• _EXTRACTO DE LA PÁGINA_
En el libro de Job hay dos figuras, como si hablase un ser esquizofrénico. La una casi contradice a la otra. Existen el Job paciente y el Job rebelde en un mismo personaje; o la luz y la sombra, como en cada uno de nosotros.

por Julio Trebolle y Susana Pottecher

En el libro de Job hay dos figuras, como si hablase un ser esquizofrénico. La una casi contradice a la otra. Existen el Job paciente y el Job rebelde en un mismo personaje; o la luz y la sombra, como en cada uno de nosotros. El texto —maravilloso poema cósmico mitológico— nos enseña cómo integrarlas; cómo vivir con ambas sin rompernos.

 

Job, en tanto que figura paciente, pone el dedo en la llaga de la auténtica religiosidad, cuestionando cualquier otra. Pues, aunque con sus palabras «temerosas de Dios y alejadas del mal» hace temblar la propia fe, en ningún momento reniega de su creencia profunda en Yahvé-Dios ni aunque se le vaya matando poco a poco de dolor (un poquito más cada vez… a ver si lo soporta): dolor físico, dolor social, dolor espiritual, o el conocimiento del propio acabamiento inexorable y de la propia insignificancia frente a los demás, primero, y frente al Todopoderoso después. Esta persona paciente por antonomasia nos enseña a someternos a la voluntad divina —sea cual fuera ésta—, sometiéndonos a nosotros mismos, esto es, nos instruye en la verdadera humildad. En el último momento, después de soportar lo indecible, se reniega de Dios, o no se reniega; ésta es la cuestión.Y el otro Job, en tanto que figura rebelde, es verdaderamente otra cuestión: Puesto que desconoce la maldita apuesta que sobre él han hecho nada más y nada menos que Yahvé y Satán, el Adversario, no sabe que lo que sufre es una prueba. Esta parte de Job está llena de ira. Clama justicia por los cuatro costados con más fogosidad que Leviatán, convertido en un resistente indómito. Los términos que utiliza son hasta blasfemos, los cuales han provocado tanta indignación como interpolaciones por los unos y los otros a lo largo de los siglos, convirtiendo el texto en una auténtica mina de oro para los curiosos hermeneutas. En su desesperación exige ante Dios un Mediador (¿no estará anticipando, acaso, el que haga bajar al superprofeta definitivo —su «hijo»— a la tierra?). El caso es que pide a gritos una humanización de Yahvé; un acercamiento, una respuesta definitiva. También exige un contacto más cercano y personal con la divinidad, el que, justamente, podría lograrse a través de ese Mediador, que estaría a favor de los humanos.

• _TRABAJO SOLICITADO_
**1)** Según el texto sobre el libro de Job, ¿qué exige Job ante Dios en su desesperación?
**2)** Resume en dos oraciones el texto sobre el libro de Job.
**3)** Enumera lo que, según el texto sobre el libro de Job, sufre Job mientras se le va matando poco a poco de dolor.

• _REGISTROS ALMACENADOS_

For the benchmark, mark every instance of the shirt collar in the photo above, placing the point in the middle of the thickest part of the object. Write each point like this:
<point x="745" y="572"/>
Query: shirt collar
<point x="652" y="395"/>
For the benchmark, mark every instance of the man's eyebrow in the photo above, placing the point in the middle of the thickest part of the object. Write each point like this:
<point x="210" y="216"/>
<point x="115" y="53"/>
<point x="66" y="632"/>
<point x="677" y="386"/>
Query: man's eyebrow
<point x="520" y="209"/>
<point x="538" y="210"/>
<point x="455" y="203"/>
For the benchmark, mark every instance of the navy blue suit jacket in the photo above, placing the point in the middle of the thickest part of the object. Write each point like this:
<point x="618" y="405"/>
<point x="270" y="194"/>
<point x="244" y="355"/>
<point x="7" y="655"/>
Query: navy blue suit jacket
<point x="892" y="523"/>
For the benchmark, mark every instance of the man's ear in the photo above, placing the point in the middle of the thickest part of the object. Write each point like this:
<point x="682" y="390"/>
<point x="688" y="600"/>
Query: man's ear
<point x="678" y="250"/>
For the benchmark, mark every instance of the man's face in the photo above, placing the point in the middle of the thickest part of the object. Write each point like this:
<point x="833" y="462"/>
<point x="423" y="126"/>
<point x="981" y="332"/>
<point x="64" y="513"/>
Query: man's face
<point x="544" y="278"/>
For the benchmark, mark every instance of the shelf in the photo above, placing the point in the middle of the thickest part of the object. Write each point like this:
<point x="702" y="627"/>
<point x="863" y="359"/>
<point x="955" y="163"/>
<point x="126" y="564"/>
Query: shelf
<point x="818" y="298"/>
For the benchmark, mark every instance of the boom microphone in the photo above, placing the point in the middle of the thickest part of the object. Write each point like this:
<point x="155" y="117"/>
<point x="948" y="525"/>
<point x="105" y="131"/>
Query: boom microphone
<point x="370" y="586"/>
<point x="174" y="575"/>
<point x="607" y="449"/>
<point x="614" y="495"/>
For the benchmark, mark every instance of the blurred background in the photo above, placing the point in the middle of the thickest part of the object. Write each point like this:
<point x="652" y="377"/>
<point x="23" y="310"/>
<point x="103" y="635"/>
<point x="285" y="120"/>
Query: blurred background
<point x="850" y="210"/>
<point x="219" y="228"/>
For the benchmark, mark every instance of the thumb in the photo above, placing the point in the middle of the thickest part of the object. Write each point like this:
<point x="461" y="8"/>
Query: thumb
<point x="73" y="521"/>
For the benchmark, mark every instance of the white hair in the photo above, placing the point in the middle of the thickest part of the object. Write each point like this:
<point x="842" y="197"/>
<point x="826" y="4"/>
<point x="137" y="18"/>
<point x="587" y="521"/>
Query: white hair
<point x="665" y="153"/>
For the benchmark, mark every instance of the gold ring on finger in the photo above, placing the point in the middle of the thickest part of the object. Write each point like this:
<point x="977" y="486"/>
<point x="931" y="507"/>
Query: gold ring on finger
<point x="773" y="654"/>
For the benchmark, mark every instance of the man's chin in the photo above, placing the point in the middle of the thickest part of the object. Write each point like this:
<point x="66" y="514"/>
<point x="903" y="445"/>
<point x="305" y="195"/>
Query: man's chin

• _TAREAS RESUELTAS_
**1)** Exige un Mediador.

**2)** En el libro de Job conviven un Job paciente y un Job rebelde, y el poema enseña a integrar ambas figuras sin rompernos. El Job paciente nunca reniega de su fe pese al dolor y enseña la verdadera humildad, mientras que el rebelde desconoce la apuesta entre Yahvé y Satán y clama justicia con ira, pidiendo un Mediador y un contacto más cercano con la divinidad.

**3)**
- Dolor físico
- Dolor social
- Dolor espiritual
- El conocimiento del propio acabamiento inexorable y de la propia insignificancia frente a los demás y frente al Todopoderoso